→ Do this:
Output the entries below as a two-column CSV with the header entry_text,answer and one row per entry, holding its text and its answer. Put each value in double quotes and replace any line breaks inside a value with spaces.
** start **
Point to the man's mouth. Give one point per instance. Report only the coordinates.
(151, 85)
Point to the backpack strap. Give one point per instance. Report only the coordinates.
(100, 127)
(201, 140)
** end **
→ Solution for this exercise:
entry_text,answer
"Point to the man's mouth. Give one point per instance. Report only the coordinates.","(151, 85)"
"Point to the backpack strap. Give one point per instance. Report only the coordinates.","(100, 127) (201, 140)"